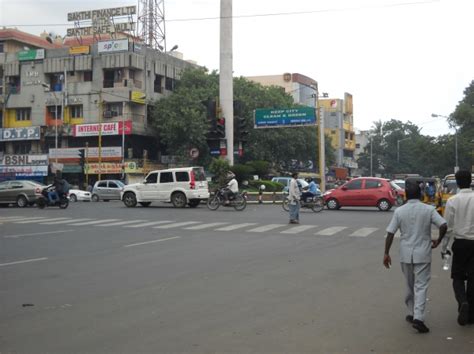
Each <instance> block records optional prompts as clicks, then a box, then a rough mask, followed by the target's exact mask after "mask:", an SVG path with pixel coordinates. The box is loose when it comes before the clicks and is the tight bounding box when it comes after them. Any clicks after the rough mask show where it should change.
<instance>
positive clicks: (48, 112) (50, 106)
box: [47, 106, 61, 119]
mask: <svg viewBox="0 0 474 354" xmlns="http://www.w3.org/2000/svg"><path fill="white" fill-rule="evenodd" d="M47 109H48V115H49V116H50V117H51V119H61V106H48V108H47Z"/></svg>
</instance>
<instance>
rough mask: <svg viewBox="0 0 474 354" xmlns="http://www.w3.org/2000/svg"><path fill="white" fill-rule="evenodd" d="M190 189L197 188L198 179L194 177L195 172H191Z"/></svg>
mask: <svg viewBox="0 0 474 354" xmlns="http://www.w3.org/2000/svg"><path fill="white" fill-rule="evenodd" d="M189 188H191V189H195V188H196V178H195V177H194V171H191V182H189Z"/></svg>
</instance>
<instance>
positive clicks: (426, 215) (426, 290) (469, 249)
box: [383, 170, 474, 333]
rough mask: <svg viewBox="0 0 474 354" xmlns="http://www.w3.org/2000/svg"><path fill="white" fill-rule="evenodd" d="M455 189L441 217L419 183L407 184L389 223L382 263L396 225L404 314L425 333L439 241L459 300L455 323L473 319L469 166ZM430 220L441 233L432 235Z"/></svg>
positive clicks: (470, 194) (387, 250)
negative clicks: (431, 269) (427, 312)
mask: <svg viewBox="0 0 474 354" xmlns="http://www.w3.org/2000/svg"><path fill="white" fill-rule="evenodd" d="M455 177H456V183H457V185H458V187H459V192H458V194H456V195H455V196H453V197H451V198H450V199H448V201H447V203H446V208H445V212H444V218H443V217H442V216H441V215H439V214H438V213H437V212H436V210H435V208H434V207H433V206H431V205H427V204H424V203H422V202H421V201H420V199H421V197H422V191H421V186H420V185H419V184H417V183H407V184H406V186H405V192H406V197H407V203H406V204H404V205H403V206H401V207H400V208H397V209H396V210H395V212H394V214H393V217H392V220H391V221H390V224H389V225H388V227H387V238H386V241H385V252H384V257H383V264H384V266H385V267H386V268H390V266H391V263H392V260H391V257H390V253H389V252H390V248H391V245H392V242H393V238H394V236H395V233H396V232H397V231H398V230H400V263H401V268H402V272H403V275H404V276H405V283H406V296H405V304H406V306H407V311H408V314H407V315H406V317H405V319H406V320H407V321H408V322H409V323H411V324H412V326H413V328H415V329H416V330H417V331H418V332H420V333H427V332H429V328H428V327H427V326H426V324H425V317H426V299H427V297H426V296H427V290H428V286H429V282H430V278H431V258H432V249H434V248H436V247H438V246H439V245H440V244H441V245H442V252H441V255H442V257H443V258H444V257H446V256H447V255H451V251H449V244H450V240H451V238H454V242H453V243H452V246H451V250H452V256H453V258H452V266H451V279H452V286H453V290H454V296H455V298H456V301H457V304H458V306H457V322H458V324H459V325H461V326H465V325H466V324H468V323H474V191H473V190H471V187H470V186H471V183H472V175H471V172H469V171H467V170H460V171H458V172H457V173H456V175H455ZM431 225H436V226H437V227H438V229H439V235H438V238H437V239H436V240H432V239H431Z"/></svg>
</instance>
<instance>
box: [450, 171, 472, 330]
mask: <svg viewBox="0 0 474 354" xmlns="http://www.w3.org/2000/svg"><path fill="white" fill-rule="evenodd" d="M455 177H456V183H457V185H458V187H459V189H460V190H459V192H458V194H456V195H455V196H453V197H451V198H449V199H448V201H447V202H446V209H445V211H444V218H445V219H446V221H447V223H448V237H451V236H454V242H453V245H452V250H453V263H452V267H451V279H453V290H454V296H455V297H456V300H457V302H458V323H459V325H461V326H464V325H466V324H467V323H474V191H473V190H471V183H472V175H471V172H469V171H467V170H459V171H458V172H456V175H455ZM447 246H448V242H446V243H444V245H443V255H444V254H445V253H446V250H447Z"/></svg>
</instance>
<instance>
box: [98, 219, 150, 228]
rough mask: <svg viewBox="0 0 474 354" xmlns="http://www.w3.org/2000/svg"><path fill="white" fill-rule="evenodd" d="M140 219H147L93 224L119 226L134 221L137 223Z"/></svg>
mask: <svg viewBox="0 0 474 354" xmlns="http://www.w3.org/2000/svg"><path fill="white" fill-rule="evenodd" d="M142 221H147V220H127V221H117V222H112V223H108V224H100V225H95V226H101V227H106V226H119V225H127V224H135V223H137V222H142Z"/></svg>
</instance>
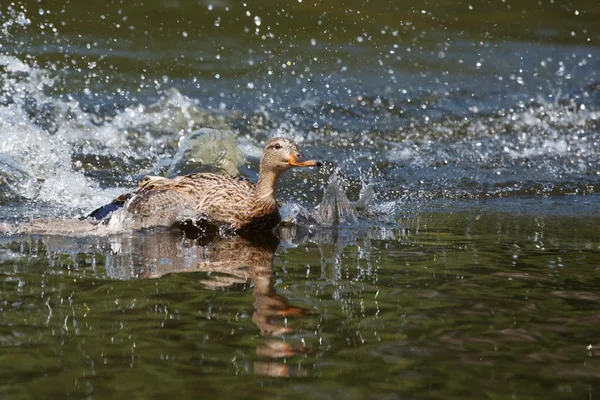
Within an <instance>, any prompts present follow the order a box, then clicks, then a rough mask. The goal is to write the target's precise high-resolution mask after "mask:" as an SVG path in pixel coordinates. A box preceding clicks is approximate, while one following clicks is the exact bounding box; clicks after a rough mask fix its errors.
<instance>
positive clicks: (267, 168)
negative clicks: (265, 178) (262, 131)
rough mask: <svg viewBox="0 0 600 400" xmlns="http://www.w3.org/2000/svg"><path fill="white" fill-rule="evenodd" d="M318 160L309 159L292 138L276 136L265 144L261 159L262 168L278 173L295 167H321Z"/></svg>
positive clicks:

________________________________________

▶ What to produce
Render all of the records above as a JSON list of strings, one string per line, omitting any blank lines and leaving out the pictures.

▶ Task answer
[
  "Each <instance> block records optional prompts as clicks, then a box, then a rough mask, followed by the target's exact mask after \"mask:\", an SVG path with pixel coordinates. The box is loose when it comes before the clicks and is the tight bounding box when it comes after them. Any clicks after the rough mask show where it should change.",
  "<instance>",
  "positive clicks: (48, 112) (50, 106)",
  "box: [47, 106, 61, 119]",
  "mask: <svg viewBox=\"0 0 474 354\" xmlns=\"http://www.w3.org/2000/svg\"><path fill=\"white\" fill-rule=\"evenodd\" d=\"M47 109H48V115H49V116H50V117H51V119H61V106H48V108H47Z\"/></svg>",
  "</instance>",
  "<instance>",
  "rough mask: <svg viewBox=\"0 0 474 354\" xmlns=\"http://www.w3.org/2000/svg\"><path fill=\"white\" fill-rule=\"evenodd\" d=\"M190 189L197 188L198 179L194 177L195 172H191Z\"/></svg>",
  "mask: <svg viewBox=\"0 0 474 354\" xmlns=\"http://www.w3.org/2000/svg\"><path fill=\"white\" fill-rule=\"evenodd\" d=\"M189 188H191V189H195V188H196V178H195V177H194V171H191V182H189Z\"/></svg>",
  "</instance>",
  "<instance>",
  "positive clicks: (426, 215) (426, 290) (469, 249)",
  "box: [383, 170, 474, 333]",
  "rough mask: <svg viewBox=\"0 0 474 354\" xmlns=\"http://www.w3.org/2000/svg\"><path fill=\"white\" fill-rule=\"evenodd\" d=\"M455 189L441 217L419 183L407 184L389 223L382 263L396 225L404 314L425 333L439 241L459 300L455 323L473 319L469 166ZM430 220L441 233L432 235Z\"/></svg>",
  "positive clicks: (470, 194) (387, 250)",
  "negative clicks: (431, 269) (427, 312)",
  "mask: <svg viewBox=\"0 0 474 354\" xmlns=\"http://www.w3.org/2000/svg\"><path fill=\"white\" fill-rule=\"evenodd\" d=\"M455 177H456V183H457V185H458V187H459V192H458V194H456V195H455V196H453V197H451V198H450V199H448V201H447V203H446V208H445V212H444V218H443V217H442V216H441V215H439V214H438V213H437V212H436V210H435V208H434V207H433V206H431V205H427V204H424V203H422V202H421V201H420V199H421V197H422V191H421V186H420V185H419V184H417V183H407V184H406V186H405V192H406V197H407V203H406V204H404V205H403V206H401V207H400V208H397V209H396V210H395V212H394V214H393V217H392V220H391V221H390V224H389V225H388V227H387V238H386V241H385V252H384V257H383V264H384V266H385V267H386V268H390V266H391V263H392V260H391V257H390V253H389V252H390V248H391V245H392V242H393V238H394V236H395V233H396V232H397V231H398V230H400V263H401V268H402V272H403V275H404V276H405V283H406V296H405V304H406V306H407V311H408V314H407V315H406V317H405V319H406V320H407V321H408V322H409V323H411V324H412V326H413V328H415V329H416V330H417V331H418V332H420V333H427V332H429V328H428V327H427V326H426V324H425V317H426V299H427V297H426V296H427V290H428V286H429V282H430V278H431V258H432V249H434V248H436V247H438V246H439V245H440V244H441V245H442V252H441V255H442V257H443V258H444V257H446V256H447V255H451V251H449V244H450V240H451V238H454V242H453V243H452V246H451V250H452V256H453V258H452V266H451V279H452V286H453V290H454V296H455V298H456V301H457V304H458V306H457V322H458V324H459V325H461V326H465V325H466V324H468V323H474V191H473V190H471V187H470V186H471V183H472V175H471V172H469V171H467V170H460V171H458V172H457V173H456V175H455ZM431 225H436V226H437V227H438V229H439V235H438V238H437V239H436V240H432V239H431Z\"/></svg>",
  "</instance>",
  "<instance>",
  "box: [450, 171, 472, 330]",
  "mask: <svg viewBox=\"0 0 474 354\" xmlns=\"http://www.w3.org/2000/svg\"><path fill=\"white\" fill-rule=\"evenodd\" d=\"M455 177H456V183H457V185H458V187H459V189H460V190H459V192H458V194H456V195H455V196H453V197H451V198H449V199H448V201H447V202H446V209H445V211H444V218H445V219H446V221H447V223H448V237H451V236H454V242H453V245H452V250H453V263H452V267H451V279H453V290H454V296H455V297H456V300H457V302H458V323H459V325H461V326H464V325H466V324H467V323H474V191H473V190H471V183H472V175H471V172H469V171H467V170H459V171H458V172H456V175H455ZM447 246H448V242H446V243H444V245H443V255H444V254H445V253H446V250H447Z\"/></svg>",
  "</instance>",
  "<instance>",
  "box: [98, 219, 150, 228]",
  "rough mask: <svg viewBox=\"0 0 474 354\" xmlns=\"http://www.w3.org/2000/svg\"><path fill=\"white\" fill-rule=\"evenodd\" d=\"M140 219H147L93 224L119 226L134 221L137 223Z\"/></svg>",
  "mask: <svg viewBox=\"0 0 474 354\" xmlns=\"http://www.w3.org/2000/svg\"><path fill=\"white\" fill-rule=\"evenodd\" d=\"M142 221H147V220H127V221H117V222H112V223H108V224H100V225H95V226H101V227H106V226H119V225H127V224H135V223H137V222H142Z\"/></svg>",
  "</instance>",
  "Within an <instance>, any prompts present follow the order a box, then clicks, then a rough mask. The goal is to write the target's precise high-resolution mask after \"mask:\" as an SVG path in pixel coordinates. A box preceding clicks is approximate, while one following clicks is the exact bounding box; clicks after a rough mask fix its errors.",
  "<instance>",
  "positive clicks: (267, 168)",
  "negative clicks: (265, 178) (262, 131)",
  "rough mask: <svg viewBox=\"0 0 600 400\" xmlns=\"http://www.w3.org/2000/svg\"><path fill=\"white\" fill-rule=\"evenodd\" d=\"M318 160L309 159L292 138L276 136L265 144L261 159L262 168L278 173L295 167H321Z\"/></svg>",
  "positive clicks:"
]